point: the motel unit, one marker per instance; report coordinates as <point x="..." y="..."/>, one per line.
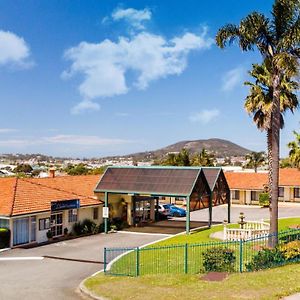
<point x="29" y="207"/>
<point x="246" y="187"/>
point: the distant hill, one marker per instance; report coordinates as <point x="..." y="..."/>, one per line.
<point x="221" y="148"/>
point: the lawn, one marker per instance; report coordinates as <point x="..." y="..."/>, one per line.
<point x="269" y="284"/>
<point x="174" y="256"/>
<point x="202" y="235"/>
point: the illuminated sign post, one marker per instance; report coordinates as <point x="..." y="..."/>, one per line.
<point x="105" y="212"/>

****

◆ Требования задачи: Обновите все записи выше: замените в них «marker» на «pin», а всё остальное оставьте без изменений. Изображения в ответ не включайте.

◆ Правильный результат:
point: the motel unit, one pin per instance; report coordinates as <point x="..." y="..."/>, one per line.
<point x="29" y="207"/>
<point x="246" y="187"/>
point: the distant hill, one pin per instance; report coordinates as <point x="..." y="..."/>, one per line.
<point x="221" y="148"/>
point: the lawn, one pin per instance; report coordinates as <point x="..." y="..."/>, one per line.
<point x="269" y="284"/>
<point x="174" y="256"/>
<point x="202" y="235"/>
point: the illuminated sign post, one pin per instance; report coordinates as <point x="..." y="..."/>, one per line.
<point x="105" y="212"/>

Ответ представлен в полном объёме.